What is being asked » Give again the line that contains "Target: small tree", plus every line after it to the end of the records, unchanged.

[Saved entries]
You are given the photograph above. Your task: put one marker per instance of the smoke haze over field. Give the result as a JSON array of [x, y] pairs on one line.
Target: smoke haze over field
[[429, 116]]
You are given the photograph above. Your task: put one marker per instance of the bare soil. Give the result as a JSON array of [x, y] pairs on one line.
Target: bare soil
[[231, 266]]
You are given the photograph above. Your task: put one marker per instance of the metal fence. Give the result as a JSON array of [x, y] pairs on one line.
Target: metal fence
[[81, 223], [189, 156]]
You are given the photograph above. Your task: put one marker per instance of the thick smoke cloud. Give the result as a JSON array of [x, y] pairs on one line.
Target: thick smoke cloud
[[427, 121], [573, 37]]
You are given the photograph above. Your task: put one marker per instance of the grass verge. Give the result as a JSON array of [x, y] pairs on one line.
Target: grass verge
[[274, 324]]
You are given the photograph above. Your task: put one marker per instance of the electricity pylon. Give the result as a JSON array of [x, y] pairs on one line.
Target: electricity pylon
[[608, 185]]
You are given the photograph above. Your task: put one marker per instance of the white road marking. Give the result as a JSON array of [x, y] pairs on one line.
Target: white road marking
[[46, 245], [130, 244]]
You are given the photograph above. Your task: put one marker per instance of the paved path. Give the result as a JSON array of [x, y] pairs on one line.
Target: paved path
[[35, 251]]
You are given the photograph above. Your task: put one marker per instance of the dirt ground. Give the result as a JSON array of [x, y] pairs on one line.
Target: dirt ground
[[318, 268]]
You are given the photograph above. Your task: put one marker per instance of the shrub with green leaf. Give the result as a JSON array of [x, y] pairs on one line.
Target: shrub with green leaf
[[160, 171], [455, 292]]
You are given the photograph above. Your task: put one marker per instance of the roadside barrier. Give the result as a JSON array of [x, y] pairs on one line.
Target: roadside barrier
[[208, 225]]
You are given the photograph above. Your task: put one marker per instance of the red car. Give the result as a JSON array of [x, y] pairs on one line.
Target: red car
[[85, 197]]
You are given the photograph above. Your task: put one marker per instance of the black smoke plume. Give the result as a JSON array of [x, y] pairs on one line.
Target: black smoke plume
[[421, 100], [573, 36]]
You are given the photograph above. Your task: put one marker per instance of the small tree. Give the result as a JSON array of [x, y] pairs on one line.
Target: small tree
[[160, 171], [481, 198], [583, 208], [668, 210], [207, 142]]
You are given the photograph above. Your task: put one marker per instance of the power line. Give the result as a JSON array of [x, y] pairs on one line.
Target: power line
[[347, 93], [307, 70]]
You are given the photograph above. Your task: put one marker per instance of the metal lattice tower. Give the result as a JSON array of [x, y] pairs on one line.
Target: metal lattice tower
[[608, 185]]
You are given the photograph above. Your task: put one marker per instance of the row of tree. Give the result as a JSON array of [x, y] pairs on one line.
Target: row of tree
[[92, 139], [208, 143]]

Output of the exercise »
Target: small tree
[[160, 171], [481, 198], [583, 208], [668, 210], [207, 142]]
You are given the photograph above. Your task: put one marker per instance of the power line. Give the result as a JSON array of [x, y] pairs on one line.
Target: power line
[[347, 93], [307, 70]]
You are given the photograph above. Your task: put one marker per instance of the metal lattice tower. Give the result as a JSON array of [x, y] pairs on one line.
Target: metal lattice tower
[[608, 185]]
You are given the photograph above. Your task: put one marker per instance of the row of tree. Give the result as a JSON array of [x, y] pairs on one line.
Target: row of tree
[[92, 139], [208, 143]]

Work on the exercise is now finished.